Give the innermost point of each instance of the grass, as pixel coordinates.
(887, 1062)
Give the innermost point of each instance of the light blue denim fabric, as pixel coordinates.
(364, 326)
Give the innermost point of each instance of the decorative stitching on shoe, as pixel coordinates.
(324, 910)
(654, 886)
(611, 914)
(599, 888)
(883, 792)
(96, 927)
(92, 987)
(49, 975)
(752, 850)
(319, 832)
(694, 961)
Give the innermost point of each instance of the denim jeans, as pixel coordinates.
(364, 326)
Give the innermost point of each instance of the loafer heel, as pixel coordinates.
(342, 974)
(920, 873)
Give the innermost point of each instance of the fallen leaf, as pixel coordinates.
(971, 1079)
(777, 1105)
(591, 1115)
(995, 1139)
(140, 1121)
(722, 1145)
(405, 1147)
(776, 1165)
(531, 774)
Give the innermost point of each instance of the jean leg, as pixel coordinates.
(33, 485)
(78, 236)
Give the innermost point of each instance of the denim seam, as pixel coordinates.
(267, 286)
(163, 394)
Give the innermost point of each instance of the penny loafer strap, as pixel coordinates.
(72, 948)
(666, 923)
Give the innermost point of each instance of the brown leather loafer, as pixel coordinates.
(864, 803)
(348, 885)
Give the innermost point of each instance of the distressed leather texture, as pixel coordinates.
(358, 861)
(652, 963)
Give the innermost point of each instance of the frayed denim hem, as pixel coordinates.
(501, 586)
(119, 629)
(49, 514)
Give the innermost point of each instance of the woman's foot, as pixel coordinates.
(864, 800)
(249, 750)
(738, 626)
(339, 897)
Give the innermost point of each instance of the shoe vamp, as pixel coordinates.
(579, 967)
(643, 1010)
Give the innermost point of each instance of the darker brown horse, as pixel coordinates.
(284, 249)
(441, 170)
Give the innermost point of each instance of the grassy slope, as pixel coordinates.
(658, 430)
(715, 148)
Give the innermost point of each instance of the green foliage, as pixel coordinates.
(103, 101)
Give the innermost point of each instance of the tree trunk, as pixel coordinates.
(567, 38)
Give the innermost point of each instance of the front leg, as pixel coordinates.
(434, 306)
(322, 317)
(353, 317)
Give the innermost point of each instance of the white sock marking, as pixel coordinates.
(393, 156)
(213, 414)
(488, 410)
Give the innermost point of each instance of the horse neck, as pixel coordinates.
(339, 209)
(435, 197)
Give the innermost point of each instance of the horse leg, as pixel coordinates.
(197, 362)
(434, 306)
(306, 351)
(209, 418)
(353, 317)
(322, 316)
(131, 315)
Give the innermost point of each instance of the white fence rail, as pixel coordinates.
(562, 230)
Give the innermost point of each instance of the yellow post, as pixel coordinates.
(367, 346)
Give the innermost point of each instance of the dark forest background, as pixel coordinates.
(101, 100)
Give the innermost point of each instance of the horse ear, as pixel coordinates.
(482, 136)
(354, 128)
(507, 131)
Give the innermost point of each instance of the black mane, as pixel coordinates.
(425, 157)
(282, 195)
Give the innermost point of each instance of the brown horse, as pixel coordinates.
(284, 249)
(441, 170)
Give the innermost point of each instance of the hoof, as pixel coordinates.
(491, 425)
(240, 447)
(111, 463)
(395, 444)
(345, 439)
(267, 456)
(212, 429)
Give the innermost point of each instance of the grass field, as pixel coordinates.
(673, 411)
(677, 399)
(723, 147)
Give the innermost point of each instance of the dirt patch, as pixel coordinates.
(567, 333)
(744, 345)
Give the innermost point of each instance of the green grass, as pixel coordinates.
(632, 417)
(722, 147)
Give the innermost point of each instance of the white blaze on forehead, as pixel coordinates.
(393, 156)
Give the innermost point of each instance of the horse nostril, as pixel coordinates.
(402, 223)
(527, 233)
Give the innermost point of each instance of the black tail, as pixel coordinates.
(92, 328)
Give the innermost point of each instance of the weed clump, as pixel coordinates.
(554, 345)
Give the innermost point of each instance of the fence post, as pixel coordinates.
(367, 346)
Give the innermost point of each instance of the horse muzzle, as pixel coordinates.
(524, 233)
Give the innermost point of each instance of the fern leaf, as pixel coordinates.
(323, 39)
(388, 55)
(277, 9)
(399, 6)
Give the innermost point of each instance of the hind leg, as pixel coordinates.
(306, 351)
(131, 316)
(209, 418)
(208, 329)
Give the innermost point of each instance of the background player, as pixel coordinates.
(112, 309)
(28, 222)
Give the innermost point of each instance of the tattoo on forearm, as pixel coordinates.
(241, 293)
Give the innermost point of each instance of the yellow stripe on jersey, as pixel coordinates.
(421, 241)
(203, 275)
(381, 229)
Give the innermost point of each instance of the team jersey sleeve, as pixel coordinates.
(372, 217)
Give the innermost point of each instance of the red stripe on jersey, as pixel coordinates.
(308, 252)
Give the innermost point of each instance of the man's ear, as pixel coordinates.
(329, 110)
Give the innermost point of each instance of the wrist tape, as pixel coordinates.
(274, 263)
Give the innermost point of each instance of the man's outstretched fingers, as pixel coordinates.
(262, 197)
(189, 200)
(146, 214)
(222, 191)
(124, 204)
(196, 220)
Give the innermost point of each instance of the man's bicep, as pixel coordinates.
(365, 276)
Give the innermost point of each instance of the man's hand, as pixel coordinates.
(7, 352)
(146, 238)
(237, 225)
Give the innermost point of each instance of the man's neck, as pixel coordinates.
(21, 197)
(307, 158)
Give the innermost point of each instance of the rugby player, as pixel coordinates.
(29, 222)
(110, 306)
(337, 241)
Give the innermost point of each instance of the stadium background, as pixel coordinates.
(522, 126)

::::::::

_GIVEN REQUEST_: Rewrite every line from the one containing "fingers, as pixel coordinates." through the end of the material, including the lines without coordinates, and shift each pixel coordinate by adding 86 to both its x and y values.

_SOLUTION_:
Give the innermost point of each instance of the man's outstretched fingers, as pixel coordinates.
(348, 283)
(275, 286)
(232, 300)
(308, 277)
(210, 290)
(282, 306)
Give the innermost point of each instance of the man's bicep, as pixel coordinates.
(451, 362)
Give the innermost point of each instance of the man's hand, as pixel coordinates.
(93, 438)
(232, 324)
(323, 311)
Give the innermost point of each instance of the man's neck, as pixel coordinates.
(107, 283)
(393, 244)
Give the innermost point of each instance of the rugby player, as pixel coordinates.
(115, 308)
(196, 392)
(423, 327)
Give the innermost point of each instance of the stadium background, as pixel coordinates.
(608, 212)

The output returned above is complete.